LIST OF TASKS
a: Reproduce word for word the portion of the article on ATV injuries in Alberta that begins at the words "The public now" and stops after "preventable, he said.".
b: In the article on ATV injuries in Alberta, list each phrase that Dr. Francescutti quotes as an example of the fatalistic attitude held by politicians and Canadians.
c: Write the next part of the article on ATV injuries and deaths in Alberta, picking up after its final sentence.

DOCUMENT SECTION

=-=-=-=-=

Boys and their toys a deadly combination, doctor says
Katie Rook, National Post
Published: Tuesday July 22, 2008
A University of Alberta researcher is calling for a national injury-reduction strategy as the number of people being killed or injured on ever-popular all-terrain vehicles in the province soars.
The public now accepts as inevitable serious collisions involving young men on ATVs who have had too much to drink, Dr. Louis Francescutti said in an interview yesterday.
“There is a lot of money flowing in the province. There are a lot of young males in the province who are bored. You combine those things together to buy these toys, and live fast, party fast and die fast is the rule of thumb in Alberta these days,” he said.
The public’s resignation to such a reality reflects a failure on the part of citizens and politicians to acknowledge the province’s high rate of ATV-related injuries and deaths is largely preventable, he said.
“Injuries are so prevalent in Canadian society that we’ve become desensitized to them. We expect there to be three people killed in Toronto with gunshots; every long weekend in Canada we expect 100 people to die on our roadways. So, we’ve come to expect these things,” Dr. Francescutti said.
“If we were to view injuries similarly to how we view other diseases, then we would do something about it. But, unfortunately, politicians and Canadians have this fatalistic attitude: ‘It was an accident, a freak accident, time is up, ticket’s up, wrong place at the wrong time …’ ”
Last Saturday, a 24-year-old Alberta man was killed in an ATV collision in a provincial park. While there is no evidence to suggest that alcohol played a role in the accident, the man is one of dozens of young people in Alberta to be killed in ATV-related incidents.
Between 2002 and 2006, 64 Albertans were killed in ATVrelated collisions, a report by Alberta’s Centre for Injury Control and Research states.
Of those fatalities, 91% were male. More than half of the collision victims tested had consumed alcohol, while 81% of the men tested were over the legal limit, the 2008 report says.
“There is a minority of knuckleheads out there whose idea of a good time is letting the wind blow through your hair while you’re liquored on a Friday night. That’s a pattern we usually see here on a Friday night. People doing stupid things and paying the consequences,” Dr. Francescutti said.

=-=-=-=-=

DATASET RECORDS
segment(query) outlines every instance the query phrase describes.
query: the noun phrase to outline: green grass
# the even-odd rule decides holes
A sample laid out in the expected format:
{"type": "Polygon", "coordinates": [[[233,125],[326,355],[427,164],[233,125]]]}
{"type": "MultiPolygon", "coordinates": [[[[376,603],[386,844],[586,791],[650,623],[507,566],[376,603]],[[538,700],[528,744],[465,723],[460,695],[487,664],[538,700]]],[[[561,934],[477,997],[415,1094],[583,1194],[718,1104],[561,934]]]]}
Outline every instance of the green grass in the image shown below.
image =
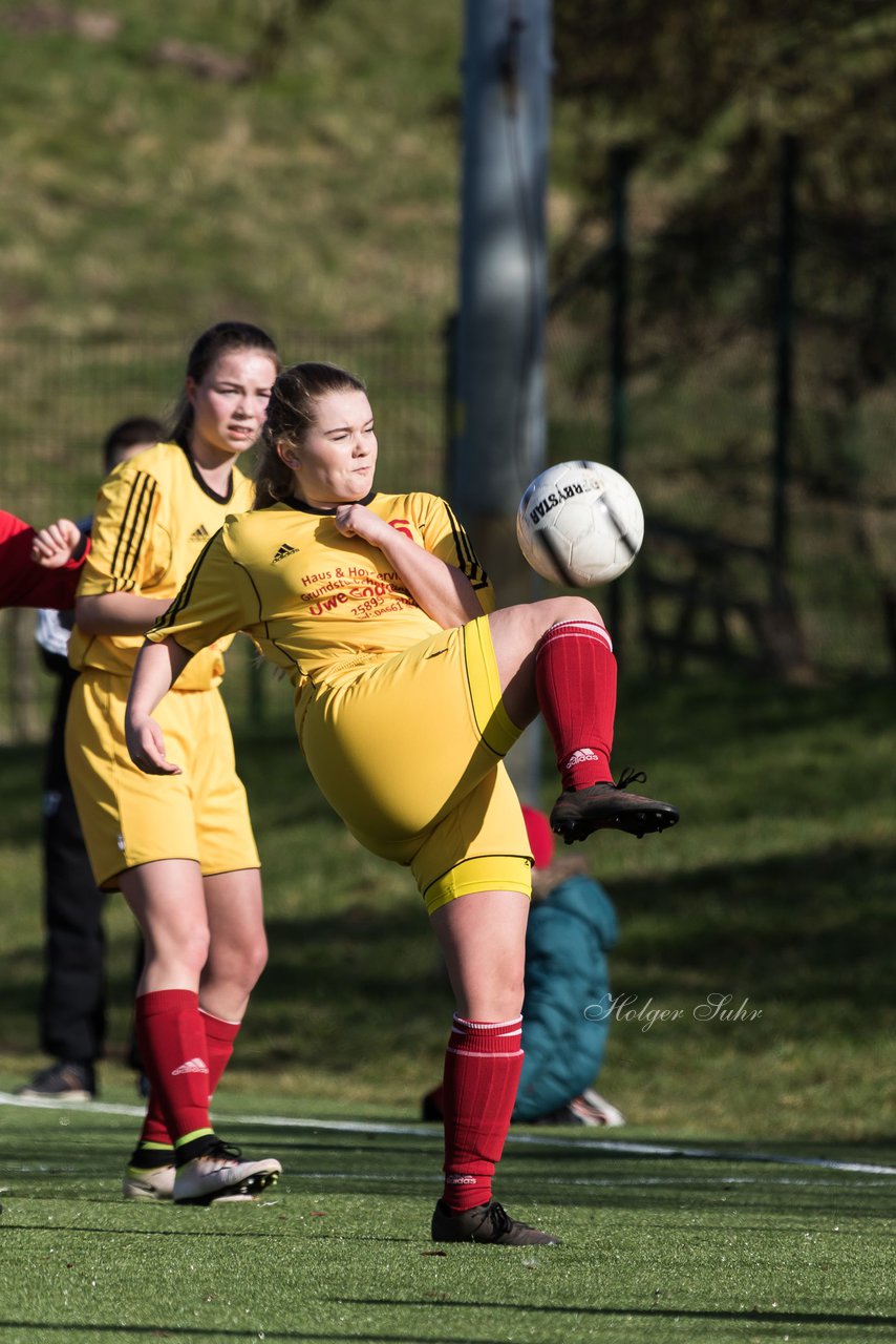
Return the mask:
{"type": "MultiPolygon", "coordinates": [[[[274,1094],[254,1106],[285,1114],[274,1094]]],[[[247,1150],[281,1156],[282,1183],[258,1206],[175,1210],[118,1198],[114,1154],[133,1120],[78,1107],[4,1107],[3,1120],[4,1341],[896,1335],[893,1175],[754,1163],[735,1145],[708,1160],[514,1132],[501,1195],[563,1245],[435,1247],[435,1130],[224,1121],[247,1150]]],[[[854,1146],[827,1157],[880,1160],[854,1146]]]]}

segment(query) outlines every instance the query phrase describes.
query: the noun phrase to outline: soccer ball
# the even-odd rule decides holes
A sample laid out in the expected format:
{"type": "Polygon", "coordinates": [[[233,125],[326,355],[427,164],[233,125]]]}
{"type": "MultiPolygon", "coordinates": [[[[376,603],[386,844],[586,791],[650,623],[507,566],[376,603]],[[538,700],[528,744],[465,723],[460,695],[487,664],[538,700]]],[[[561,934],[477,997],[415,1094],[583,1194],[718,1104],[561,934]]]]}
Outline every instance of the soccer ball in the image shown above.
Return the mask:
{"type": "Polygon", "coordinates": [[[611,466],[560,462],[527,487],[516,535],[543,578],[592,587],[625,574],[634,560],[643,542],[643,509],[611,466]]]}

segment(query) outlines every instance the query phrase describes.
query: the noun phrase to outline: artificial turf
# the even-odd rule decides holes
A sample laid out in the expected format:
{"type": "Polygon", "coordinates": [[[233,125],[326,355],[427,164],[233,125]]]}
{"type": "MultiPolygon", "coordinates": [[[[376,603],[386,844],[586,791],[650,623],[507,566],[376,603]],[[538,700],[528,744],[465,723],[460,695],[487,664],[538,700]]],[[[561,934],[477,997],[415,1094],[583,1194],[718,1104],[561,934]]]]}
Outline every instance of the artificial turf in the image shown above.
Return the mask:
{"type": "Polygon", "coordinates": [[[219,1128],[281,1184],[177,1208],[120,1198],[134,1106],[3,1105],[3,1344],[896,1339],[883,1148],[514,1129],[497,1192],[563,1245],[437,1246],[437,1128],[275,1109],[219,1128]]]}

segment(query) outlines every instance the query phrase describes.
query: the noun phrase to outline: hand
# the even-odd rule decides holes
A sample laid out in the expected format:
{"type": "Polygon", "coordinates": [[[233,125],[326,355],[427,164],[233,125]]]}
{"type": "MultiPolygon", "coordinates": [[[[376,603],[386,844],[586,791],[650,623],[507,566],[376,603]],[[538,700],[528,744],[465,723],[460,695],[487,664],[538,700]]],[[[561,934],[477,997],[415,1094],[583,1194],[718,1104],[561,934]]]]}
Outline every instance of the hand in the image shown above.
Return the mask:
{"type": "Polygon", "coordinates": [[[125,723],[128,753],[144,774],[183,774],[179,765],[165,758],[165,739],[154,719],[125,723]]]}
{"type": "Polygon", "coordinates": [[[371,546],[380,546],[392,532],[388,523],[365,504],[340,504],[333,515],[333,521],[343,536],[360,536],[371,546]]]}
{"type": "Polygon", "coordinates": [[[35,532],[31,559],[44,570],[60,570],[83,542],[83,534],[71,519],[60,517],[35,532]]]}

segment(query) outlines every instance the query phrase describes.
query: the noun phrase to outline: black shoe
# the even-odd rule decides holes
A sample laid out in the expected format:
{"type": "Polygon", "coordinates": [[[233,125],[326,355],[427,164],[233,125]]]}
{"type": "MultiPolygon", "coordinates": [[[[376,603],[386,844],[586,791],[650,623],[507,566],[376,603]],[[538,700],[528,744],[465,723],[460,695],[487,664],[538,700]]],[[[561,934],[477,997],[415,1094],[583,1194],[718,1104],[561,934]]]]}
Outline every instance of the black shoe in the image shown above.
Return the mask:
{"type": "Polygon", "coordinates": [[[540,1232],[528,1223],[517,1223],[502,1204],[489,1204],[453,1214],[442,1200],[433,1214],[434,1242],[482,1242],[489,1246],[559,1246],[560,1238],[540,1232]]]}
{"type": "Polygon", "coordinates": [[[674,827],[678,809],[670,802],[625,793],[630,784],[646,780],[643,770],[623,770],[618,784],[592,784],[590,789],[567,789],[551,810],[551,829],[567,844],[584,840],[592,831],[625,831],[630,836],[647,835],[674,827]]]}
{"type": "Polygon", "coordinates": [[[97,1082],[90,1064],[73,1064],[58,1059],[48,1068],[42,1068],[30,1083],[16,1090],[16,1097],[32,1101],[93,1101],[97,1095],[97,1082]]]}

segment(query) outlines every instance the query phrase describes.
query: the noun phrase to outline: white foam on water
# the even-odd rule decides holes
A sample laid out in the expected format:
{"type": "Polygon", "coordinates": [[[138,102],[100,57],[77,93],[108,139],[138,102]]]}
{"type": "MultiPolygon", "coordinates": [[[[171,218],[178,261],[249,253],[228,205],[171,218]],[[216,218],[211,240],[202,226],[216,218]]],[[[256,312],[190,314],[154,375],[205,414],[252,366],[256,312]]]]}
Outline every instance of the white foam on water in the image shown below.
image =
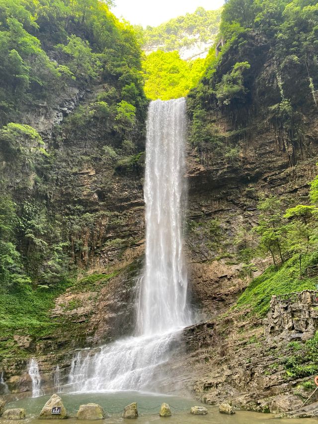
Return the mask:
{"type": "Polygon", "coordinates": [[[186,187],[184,98],[151,103],[147,120],[146,264],[140,279],[136,336],[77,353],[68,384],[80,392],[155,390],[155,370],[191,324],[182,223],[186,187]]]}

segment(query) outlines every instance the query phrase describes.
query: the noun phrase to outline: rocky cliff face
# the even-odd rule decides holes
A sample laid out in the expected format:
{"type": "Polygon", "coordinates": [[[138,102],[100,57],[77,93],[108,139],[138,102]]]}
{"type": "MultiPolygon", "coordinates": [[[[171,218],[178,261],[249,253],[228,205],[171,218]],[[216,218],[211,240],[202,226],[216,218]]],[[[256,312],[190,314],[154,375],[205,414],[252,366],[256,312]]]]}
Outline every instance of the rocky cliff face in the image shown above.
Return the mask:
{"type": "MultiPolygon", "coordinates": [[[[171,379],[162,384],[171,392],[185,388],[209,403],[230,401],[240,407],[277,412],[301,403],[297,391],[303,389],[296,388],[303,380],[286,379],[279,358],[287,360],[290,348],[277,345],[273,338],[265,339],[261,319],[251,316],[248,308],[230,309],[249,281],[241,264],[233,259],[235,241],[239,229],[257,223],[259,192],[274,193],[283,201],[292,196],[299,203],[306,199],[308,181],[316,173],[318,127],[310,97],[301,106],[303,131],[298,143],[288,140],[285,130],[264,112],[263,99],[277,97],[277,89],[265,48],[258,49],[250,82],[252,101],[241,110],[209,115],[226,143],[238,146],[238,154],[230,158],[207,145],[199,150],[188,147],[190,299],[198,321],[204,322],[181,337],[173,367],[179,384],[172,387],[171,379]]],[[[30,391],[30,357],[37,357],[49,389],[58,364],[66,382],[76,349],[95,348],[132,331],[144,251],[143,139],[134,156],[115,161],[102,154],[103,146],[117,142],[106,122],[94,120],[84,129],[67,125],[79,96],[81,104],[88,104],[101,90],[96,86],[90,92],[73,93],[62,106],[46,110],[41,106],[28,115],[28,122],[56,152],[45,195],[52,211],[62,216],[61,222],[63,215],[74,221],[77,211],[86,215],[84,224],[70,233],[72,259],[99,277],[80,280],[56,299],[50,313],[56,334],[16,335],[12,342],[18,353],[2,364],[12,392],[30,391]]],[[[267,264],[258,262],[258,272],[267,264]]]]}

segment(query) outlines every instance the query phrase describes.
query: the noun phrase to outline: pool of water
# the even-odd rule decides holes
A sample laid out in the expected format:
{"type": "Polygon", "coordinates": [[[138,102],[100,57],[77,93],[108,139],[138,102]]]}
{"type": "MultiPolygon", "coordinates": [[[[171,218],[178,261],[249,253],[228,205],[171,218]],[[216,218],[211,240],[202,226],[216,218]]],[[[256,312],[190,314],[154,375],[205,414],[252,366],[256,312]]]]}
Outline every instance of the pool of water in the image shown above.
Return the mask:
{"type": "MultiPolygon", "coordinates": [[[[257,413],[237,411],[235,415],[228,416],[219,413],[218,408],[205,405],[208,413],[206,416],[194,416],[190,414],[190,408],[195,405],[200,405],[197,401],[192,399],[169,396],[166,395],[155,395],[140,392],[120,392],[102,393],[69,394],[60,395],[62,399],[70,418],[67,421],[69,424],[78,424],[75,418],[80,405],[94,402],[101,405],[107,412],[108,417],[104,420],[105,424],[112,423],[127,423],[121,417],[124,408],[132,402],[138,404],[139,417],[136,423],[139,424],[313,424],[317,421],[314,419],[285,419],[277,421],[271,414],[262,414],[257,413]],[[162,402],[170,405],[172,414],[168,418],[159,417],[160,406],[162,402]]],[[[50,396],[44,396],[38,398],[28,398],[14,401],[8,403],[7,408],[23,408],[26,410],[26,420],[24,422],[31,424],[36,423],[52,423],[50,420],[41,420],[39,422],[37,416],[40,413],[44,404],[50,396]]],[[[4,423],[5,421],[0,421],[4,423]]],[[[133,420],[135,422],[134,420],[133,420]]],[[[9,422],[7,422],[8,423],[9,422]]],[[[96,421],[85,420],[85,424],[96,424],[96,421]]],[[[130,421],[129,422],[131,422],[130,421]]],[[[11,422],[12,423],[12,422],[11,422]]]]}

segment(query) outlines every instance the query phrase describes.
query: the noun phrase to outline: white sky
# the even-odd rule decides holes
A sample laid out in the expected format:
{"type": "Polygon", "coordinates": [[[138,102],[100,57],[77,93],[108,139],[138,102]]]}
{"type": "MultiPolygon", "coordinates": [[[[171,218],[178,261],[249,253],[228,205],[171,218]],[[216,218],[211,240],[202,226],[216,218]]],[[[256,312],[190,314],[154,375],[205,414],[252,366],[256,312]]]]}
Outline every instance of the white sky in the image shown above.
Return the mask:
{"type": "Polygon", "coordinates": [[[115,0],[112,9],[118,17],[134,24],[157,26],[171,18],[193,13],[199,6],[207,10],[217,9],[223,0],[115,0]]]}

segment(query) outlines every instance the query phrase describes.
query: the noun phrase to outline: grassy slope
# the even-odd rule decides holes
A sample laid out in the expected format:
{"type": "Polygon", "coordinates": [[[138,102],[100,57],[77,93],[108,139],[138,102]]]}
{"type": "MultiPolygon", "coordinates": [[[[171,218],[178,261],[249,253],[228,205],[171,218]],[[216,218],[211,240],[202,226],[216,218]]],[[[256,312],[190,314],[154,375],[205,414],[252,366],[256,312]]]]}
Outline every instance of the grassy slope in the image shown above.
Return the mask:
{"type": "MultiPolygon", "coordinates": [[[[317,255],[317,254],[316,254],[317,255]]],[[[314,254],[304,257],[302,269],[315,262],[314,254]]],[[[317,259],[316,259],[317,260],[317,259]]],[[[296,254],[276,271],[273,265],[255,278],[239,298],[236,308],[251,307],[251,312],[264,316],[269,308],[273,295],[284,294],[303,290],[315,290],[318,284],[318,276],[309,278],[299,277],[298,255],[296,254]]]]}

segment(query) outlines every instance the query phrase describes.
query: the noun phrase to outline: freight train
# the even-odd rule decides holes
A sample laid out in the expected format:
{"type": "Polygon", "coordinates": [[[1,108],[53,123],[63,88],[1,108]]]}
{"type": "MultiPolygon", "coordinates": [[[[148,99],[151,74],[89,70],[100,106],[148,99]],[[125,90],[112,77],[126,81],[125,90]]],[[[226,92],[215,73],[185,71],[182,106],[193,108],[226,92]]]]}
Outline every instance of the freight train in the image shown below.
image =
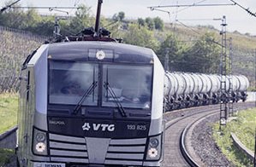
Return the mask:
{"type": "MultiPolygon", "coordinates": [[[[95,30],[63,37],[56,24],[55,39],[22,64],[18,165],[158,167],[164,99],[170,109],[219,101],[218,76],[166,72],[164,81],[152,49],[110,37],[99,29],[101,3],[95,30]]],[[[234,100],[244,99],[247,85],[236,86],[234,100]]]]}
{"type": "Polygon", "coordinates": [[[164,71],[152,49],[44,44],[20,78],[21,166],[160,166],[164,71]]]}
{"type": "Polygon", "coordinates": [[[222,76],[217,74],[166,72],[164,101],[167,110],[229,101],[245,101],[248,87],[249,81],[243,75],[223,76],[222,78],[222,76]],[[223,93],[221,83],[224,89],[223,93]],[[227,92],[230,92],[230,95],[227,92]]]}

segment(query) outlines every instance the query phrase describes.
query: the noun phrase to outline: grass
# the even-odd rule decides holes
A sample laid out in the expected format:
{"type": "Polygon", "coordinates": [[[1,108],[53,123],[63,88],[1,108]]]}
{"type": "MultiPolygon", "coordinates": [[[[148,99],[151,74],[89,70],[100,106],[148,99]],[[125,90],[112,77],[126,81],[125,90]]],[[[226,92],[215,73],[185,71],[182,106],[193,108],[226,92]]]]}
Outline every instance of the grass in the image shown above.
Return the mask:
{"type": "Polygon", "coordinates": [[[18,95],[0,94],[0,134],[17,124],[18,95]]]}
{"type": "Polygon", "coordinates": [[[213,137],[222,152],[235,166],[253,166],[253,163],[233,144],[230,132],[236,135],[239,140],[250,150],[254,152],[256,128],[256,108],[241,111],[237,119],[227,124],[219,133],[218,123],[213,125],[213,137]]]}
{"type": "Polygon", "coordinates": [[[0,148],[0,166],[10,163],[10,159],[15,156],[15,151],[11,149],[0,148]]]}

=-=-=-=-=

RESPONSES FOR EACH TASK
a:
The public now accepts as inevitable serious collisions involving young men on ATVs who have had too much to drink, Dr. Louis Francescutti said in an interview yesterday.
“There is a lot of money flowing in the province. There are a lot of young males in the province who are bored. You combine those things together to buy these toys, and live fast, party fast and die fast is the rule of thumb in Alberta these days,” he said.
The public’s resignation to such a reality reflects a failure on the part of citizens and politicians to acknowledge the province’s high rate of ATV-related injuries and deaths is largely preventable, he said.

b:
- "It was an accident"
- "a freak accident"
- "time is up"
- "ticket's up"
- "wrong place at the wrong time"

c:
“You can’t blame the machine. I mean, these machines are designed pretty well. You’ve got to blame the operator.”
Figures from Statistics Canada show that in 2004, Quebec reported 64 ATV-related deaths, while 41 people in Ontario died. In both New Brunswick and Alberta, 11 people died.
But as amendments to rules and regulations governing the use ATVs — especially among youths — have brought down the number of fatalities in provinces such as Quebec, the popularity of the machines continues to grow.
A report from the Canadian Off Highway Vehicle Distributors Council states that in 2007 about 171,000 new units of motorcycles and ATVs were sold at an estimated retail value of $2-billion. ATVs accounted for the majority of the units sold.
Raynald Marchand, general manager with the Canadian Safety Council, notes that the rate of injury per [registered] 10,000 ATVs has improved over the past 10 years. “In a way, today, we are safer with ATVs as a whole then we were. However, because we have a lot more out there, from the physicians point of view, he still sees too many.”
Dr. Francescutti, who is also an emergency room doctor, believes policy change will come only when elected officials better acknowledge that many injuries are predictable and preventable. “There are thousands of these [incidents] that go on across the country on an hourly basis. It’s insane that we just sit back and claim that we’re civilized; that there’s no public uproar,” he said.